**Source document**
--*--

Background: The electronic health record (EHR) is a contributing factor to healthcare worker associated stress and burnout. In f most EHRs, users cannot provide feedback and suggest improvements. To capture potential solutions at the point of care, the University of Chicago Medicine’s (UCM) Clinical Excellence team launched a program to provide physicians and advanced practice providers (APPs) with a centralized mechanism to suggest and identify EHR-related and other solutions with the goal of improving ease of practice and reducing daily frustrations. In this innovation, we describe this novel program, known as #WhatToFix, and evaluate levels of clinician engagement associated with use of this tool.

Purpose: To capture fixes, a tool consisting of six questions was created to disseminate to physicians and APPs at periodic intervals; it included two free-text fields to allow the user to describe the problem and a proposed solution. Submissions were routed to a small team for triage with the goal of selecting one fix per month to operationalize. Fixes were evaluated for 1) feasibility, 2) impact, and 3) alignment with institutional goals. Ideas were categorized into four primary categories, which include EHR/IT related (usability, order entry, results, documentation, mobile, and video visit), Hospital (processes/operations, infrastructure, clinician resources), Physician/Patient (communication, scheduling/accessibility, wellness), and Other. The team committed to one of the following 1) exploring the idea further with an explanation of why it can’t be fixed, 2) triaging to appropriate leadership teams for further consideration, 3) resolving the issue at hand, and, 4) in winning cases, both implementing the fix and later broadcasting the solution to the entire provider community.

--*--

**Data section**
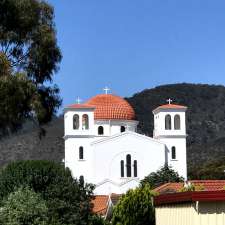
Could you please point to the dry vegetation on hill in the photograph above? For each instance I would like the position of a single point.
(205, 126)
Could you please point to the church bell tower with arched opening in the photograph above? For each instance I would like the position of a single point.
(170, 128)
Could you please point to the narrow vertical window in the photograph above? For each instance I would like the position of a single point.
(81, 152)
(128, 158)
(122, 168)
(177, 122)
(100, 130)
(168, 122)
(122, 129)
(85, 122)
(135, 168)
(173, 152)
(76, 122)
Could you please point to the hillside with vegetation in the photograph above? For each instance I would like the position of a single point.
(205, 127)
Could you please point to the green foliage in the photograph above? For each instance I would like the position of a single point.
(162, 176)
(135, 208)
(68, 200)
(97, 220)
(28, 45)
(22, 98)
(23, 206)
(213, 170)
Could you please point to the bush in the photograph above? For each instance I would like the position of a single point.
(24, 207)
(135, 208)
(68, 200)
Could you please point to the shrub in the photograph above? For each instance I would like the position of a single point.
(68, 200)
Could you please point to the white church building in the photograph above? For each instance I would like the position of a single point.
(103, 146)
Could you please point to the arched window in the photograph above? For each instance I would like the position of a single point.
(76, 122)
(173, 153)
(85, 122)
(177, 122)
(168, 122)
(100, 130)
(135, 168)
(128, 158)
(122, 129)
(122, 168)
(81, 152)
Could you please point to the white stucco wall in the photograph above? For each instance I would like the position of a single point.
(180, 163)
(159, 123)
(150, 156)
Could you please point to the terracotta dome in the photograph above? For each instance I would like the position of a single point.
(111, 107)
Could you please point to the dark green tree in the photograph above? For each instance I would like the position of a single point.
(23, 206)
(28, 46)
(162, 176)
(135, 208)
(68, 200)
(212, 170)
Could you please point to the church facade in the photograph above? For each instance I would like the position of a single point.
(103, 146)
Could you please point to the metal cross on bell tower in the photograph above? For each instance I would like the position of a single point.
(169, 100)
(106, 89)
(78, 100)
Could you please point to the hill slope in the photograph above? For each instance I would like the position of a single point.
(205, 125)
(205, 116)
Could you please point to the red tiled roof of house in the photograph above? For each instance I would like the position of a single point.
(190, 196)
(100, 204)
(208, 185)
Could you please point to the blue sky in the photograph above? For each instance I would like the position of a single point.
(131, 45)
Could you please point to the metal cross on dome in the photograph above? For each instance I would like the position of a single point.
(78, 100)
(169, 100)
(106, 89)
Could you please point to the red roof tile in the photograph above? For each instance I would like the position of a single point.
(81, 106)
(190, 196)
(209, 185)
(111, 107)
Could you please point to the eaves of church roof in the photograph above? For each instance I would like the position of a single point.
(116, 136)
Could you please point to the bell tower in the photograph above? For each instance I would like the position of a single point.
(170, 129)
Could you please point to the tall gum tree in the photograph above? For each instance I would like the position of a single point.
(29, 57)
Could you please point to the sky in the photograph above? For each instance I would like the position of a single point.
(132, 45)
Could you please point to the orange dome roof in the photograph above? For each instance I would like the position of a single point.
(109, 106)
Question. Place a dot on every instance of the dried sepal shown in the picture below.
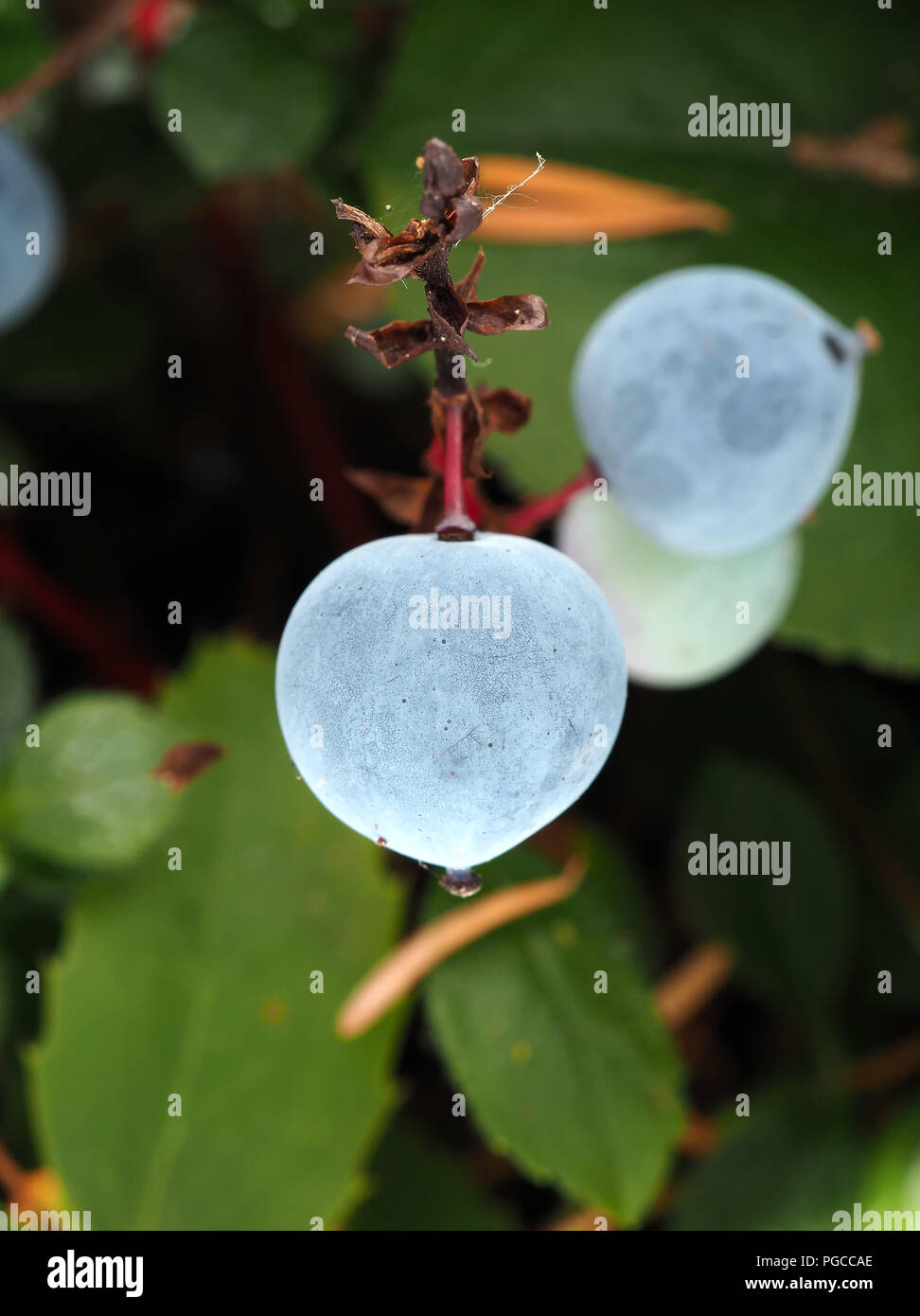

--*--

**Required action**
Answer these questions from the text on the clinician fix program:
(a) What is the program called?
(b) How many free-text fields did the tool include?
(c) What three criteria were used to evaluate fixes?
The data come from a separate source unrelated to the text.

**Solution**
(a) #WhatToFix
(b) Two
(c) Feasibility, impact, and alignment with institutional goals